# TASK:
Reproduce everything from "The prince grew" down to "Burma) and Siam." in the Thado Dhamma Yaza III biography below, word for word.
── SOURCE EXTRACT ──
King of Prome
- Reign: 26 March 1595 – 15 September 1597
- Predecessor: Thado Thu
- Successor: Yan Naing

Viceroy of Prome
- Reign: 26 February 1589 – 26 March 1595
- Predecessor: Thado Dhamma Yaza II
- Successor: Thado Dhamma Yaza IV
- Born: c. 1571 Pegu (Bago) Toungoo Empire
- Died: 15 September [O.S. 5 September] 1597 Monday, 6th waxing of Thadingyut 959 ME Prome (Pyay) Prome Kingdom
- House: Toungoo
- Father: Nanda
- Mother: Hanthawaddy Mibaya
- Religion: Theravada Buddhism

= Thado Dhamma Yaza III of Prome =

Thado Dhamma Yaza III (သတိုးဓမ္မရာဇာ, /my/; also known as Mingyi Hnaung (မင်းကြီးနှောင်း, /my/); c. 1571–1597) was viceroy of Prome (Pyay) from 1589 to 1595, and self-styled king of Prome from 1595 to 1597. Hnaung was initially a loyal vassal of his father King Nanda until 1594 when he openly clashed with his brother Crown Prince Minye Kyawswa. Hnaung revolted in 1595 during the Siamese siege of Pegu (Bago). His revolt started a string of other revolts by the major vassal states of the Toungoo Empire in the next two years. His attempts to take over territories beyond Prome's traditional vassals in the present-day Magwe Region were unsuccessful. The self-proclaimed king was assassinated by Yan Naing, one of his trusted advisers, on the eve of his planned invasion of Upper Burma in 1597.

==Early life==
The future Thado Dhamma Yaza III was the youngest child of Crown Prince Nanda and his chief consort Hanthawaddy Mibaya. He was born c. 1571. His personal name was Mingyi Hnaung.

The prince grew up at the Kanbawzathadi Palace the last years of his grandfather King Bayinnaung. On 10 October 1581, Nanda succeeded Bayinnaung, and inherited the Toungoo Empire, the largest empire in Southeast Asia. Hnaung became the third in line of succession behind his elder brothers Mingyi Swa, the heir-apparent, and Minye Kyawswa. But Nanda did not have the support of his major vassals, who ruled what used to be sovereign kingdoms just a few decades earlier. By Hnaung's teenage years in the mid-1580s, the empire had already faced serious rebellions in Ava (Upper Burma) and Siam.

==Viceroy of Prome==
===Accession===
Hnaung's first major assignment was to be king of Lan Xang. In September/October 1588, Pegu's vassal king Maha Ouparat of Lan Xang died. Nanda appointed Hnaung the next king of Lan Xang although he had reservations about sending his teenage son to the remote rebellion-prone kingdom. But in November/December, Thado Dhamma Yaza II, Viceroy of Prome, died, and Nanda changed his mind and appointed Hnaung at Prome, a strategic vassal state (present-day western Bago Region and Magwe Region). On , Hnaung became viceroy with the title of Thado Dhamma Yaza III. His official style was King of Prome.

===Early tenure===
At Prome, one of his main responsibilities was to contribute manpower to his father's increasingly stretched military. At least in the beginning, the young viceroy apparently did not have much control over his own vassal rulers, a group that included Minye Uzana of Salin and Min Shwe Myat of Taingda, sons of the previous viceroy Thado Dhamma Yaza II. In 1590, he could contribute just a regiment to a 24-regiment (20,000-man) invasion force of Siam.
───
── DATA PROVIDED ──
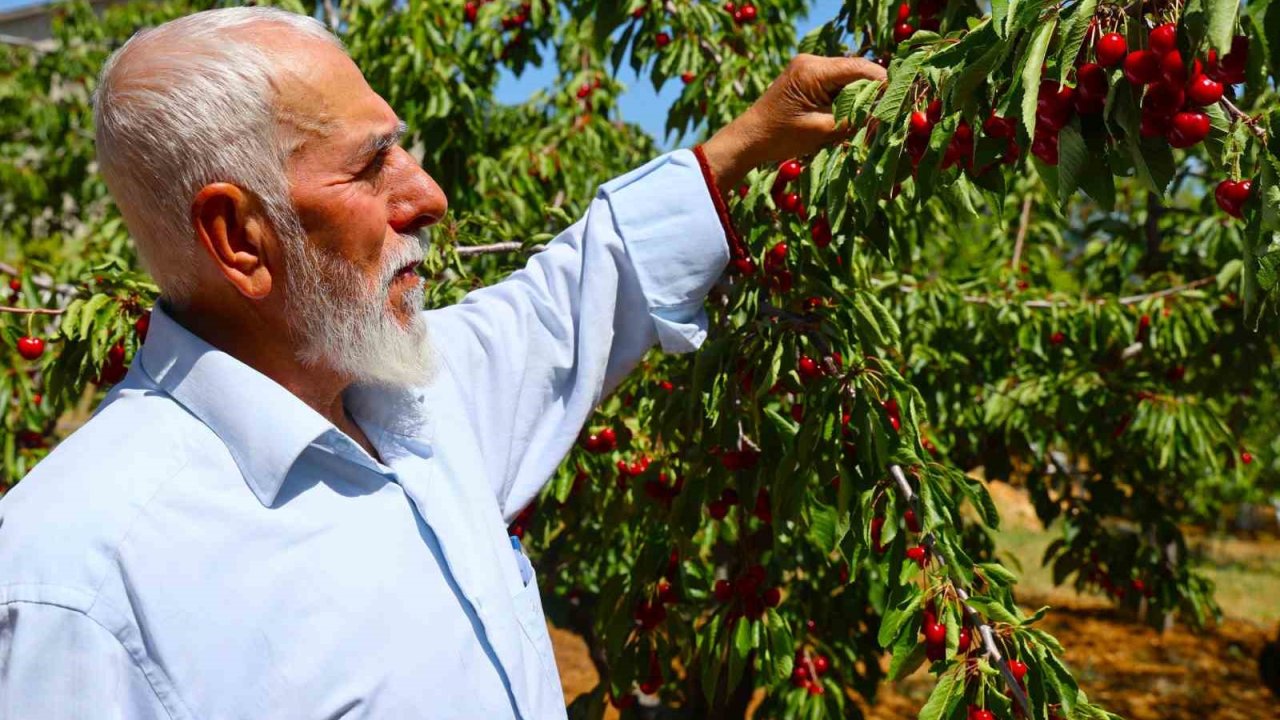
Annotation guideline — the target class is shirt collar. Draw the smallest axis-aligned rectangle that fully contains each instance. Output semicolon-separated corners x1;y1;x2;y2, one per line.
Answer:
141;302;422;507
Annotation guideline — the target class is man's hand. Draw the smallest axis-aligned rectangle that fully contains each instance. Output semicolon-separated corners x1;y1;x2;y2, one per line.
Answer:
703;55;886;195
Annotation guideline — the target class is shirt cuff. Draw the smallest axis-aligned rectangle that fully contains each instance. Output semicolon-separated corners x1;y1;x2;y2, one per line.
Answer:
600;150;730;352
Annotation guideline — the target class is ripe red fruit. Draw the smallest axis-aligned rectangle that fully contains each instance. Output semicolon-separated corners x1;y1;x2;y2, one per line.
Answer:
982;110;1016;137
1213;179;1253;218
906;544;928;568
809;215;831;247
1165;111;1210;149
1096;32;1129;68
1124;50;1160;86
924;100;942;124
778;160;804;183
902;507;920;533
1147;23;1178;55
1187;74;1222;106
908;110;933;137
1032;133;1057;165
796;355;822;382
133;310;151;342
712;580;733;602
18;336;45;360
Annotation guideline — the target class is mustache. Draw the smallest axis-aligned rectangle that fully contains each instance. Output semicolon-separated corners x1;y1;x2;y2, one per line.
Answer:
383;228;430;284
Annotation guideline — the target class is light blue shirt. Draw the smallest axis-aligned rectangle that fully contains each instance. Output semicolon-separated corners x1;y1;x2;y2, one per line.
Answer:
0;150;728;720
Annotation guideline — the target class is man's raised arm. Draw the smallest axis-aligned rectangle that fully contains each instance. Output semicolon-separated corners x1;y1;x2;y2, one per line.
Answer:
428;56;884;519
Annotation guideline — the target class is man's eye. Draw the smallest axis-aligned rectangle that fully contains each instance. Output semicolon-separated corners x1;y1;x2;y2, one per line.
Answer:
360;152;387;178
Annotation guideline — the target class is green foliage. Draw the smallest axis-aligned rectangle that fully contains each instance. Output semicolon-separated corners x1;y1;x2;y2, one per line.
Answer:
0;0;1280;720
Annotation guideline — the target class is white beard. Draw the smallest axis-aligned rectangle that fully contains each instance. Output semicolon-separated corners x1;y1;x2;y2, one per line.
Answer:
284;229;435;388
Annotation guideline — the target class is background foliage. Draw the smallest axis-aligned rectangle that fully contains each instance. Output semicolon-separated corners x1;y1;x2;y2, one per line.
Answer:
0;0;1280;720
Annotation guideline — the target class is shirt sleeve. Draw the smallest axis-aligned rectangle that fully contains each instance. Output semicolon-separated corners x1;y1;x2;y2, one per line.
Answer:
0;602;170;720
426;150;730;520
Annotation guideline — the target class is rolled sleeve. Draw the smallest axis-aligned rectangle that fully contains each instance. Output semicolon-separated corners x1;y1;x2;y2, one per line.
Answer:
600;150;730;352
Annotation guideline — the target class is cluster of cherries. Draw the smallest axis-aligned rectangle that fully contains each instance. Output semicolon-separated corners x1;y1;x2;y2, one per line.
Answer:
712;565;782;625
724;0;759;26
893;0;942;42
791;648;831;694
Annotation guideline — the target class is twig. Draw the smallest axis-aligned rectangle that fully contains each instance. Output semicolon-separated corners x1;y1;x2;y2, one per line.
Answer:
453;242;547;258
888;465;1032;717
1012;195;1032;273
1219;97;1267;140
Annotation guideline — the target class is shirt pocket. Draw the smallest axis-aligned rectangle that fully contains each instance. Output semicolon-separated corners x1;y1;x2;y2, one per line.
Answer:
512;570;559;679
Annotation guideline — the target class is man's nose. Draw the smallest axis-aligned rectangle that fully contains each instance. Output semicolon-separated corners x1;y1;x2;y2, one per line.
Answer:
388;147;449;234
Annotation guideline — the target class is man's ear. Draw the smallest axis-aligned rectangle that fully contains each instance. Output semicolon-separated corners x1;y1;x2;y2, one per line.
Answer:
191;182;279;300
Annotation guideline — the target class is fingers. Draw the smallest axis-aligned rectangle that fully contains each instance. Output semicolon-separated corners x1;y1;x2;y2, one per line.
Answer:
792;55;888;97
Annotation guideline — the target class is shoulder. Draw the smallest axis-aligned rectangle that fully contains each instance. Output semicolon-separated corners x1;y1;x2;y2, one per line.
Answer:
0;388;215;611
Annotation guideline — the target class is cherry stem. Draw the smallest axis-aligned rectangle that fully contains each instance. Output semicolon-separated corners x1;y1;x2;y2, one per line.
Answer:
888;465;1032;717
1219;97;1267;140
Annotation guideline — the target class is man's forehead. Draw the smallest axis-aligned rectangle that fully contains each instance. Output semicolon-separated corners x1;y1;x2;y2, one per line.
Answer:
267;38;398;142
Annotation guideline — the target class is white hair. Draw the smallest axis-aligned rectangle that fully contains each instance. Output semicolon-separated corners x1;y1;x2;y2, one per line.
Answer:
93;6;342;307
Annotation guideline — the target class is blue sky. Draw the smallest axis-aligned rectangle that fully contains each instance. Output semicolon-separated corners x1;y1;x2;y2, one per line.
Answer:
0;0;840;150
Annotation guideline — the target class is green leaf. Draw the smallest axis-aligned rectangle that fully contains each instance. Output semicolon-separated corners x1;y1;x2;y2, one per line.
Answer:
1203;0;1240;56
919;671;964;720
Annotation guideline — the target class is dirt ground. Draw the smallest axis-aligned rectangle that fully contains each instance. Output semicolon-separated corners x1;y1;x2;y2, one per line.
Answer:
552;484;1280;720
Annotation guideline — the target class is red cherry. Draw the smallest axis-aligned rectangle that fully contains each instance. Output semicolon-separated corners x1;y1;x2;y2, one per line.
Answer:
───
# REPLY:
The prince grew up at the Kanbawzathadi Palace the last years of his grandfather King Bayinnaung. On 10 October 1581, Nanda succeeded Bayinnaung, and inherited the Toungoo Empire, the largest empire in Southeast Asia. Hnaung became the third in line of succession behind his elder brothers Mingyi Swa, the heir-apparent, and Minye Kyawswa. But Nanda did not have the support of his major vassals, who ruled what used to be sovereign kingdoms just a few decades earlier. By Hnaung's teenage years in the mid-1580s, the empire had already faced serious rebellions in Ava (Upper Burma) and Siam.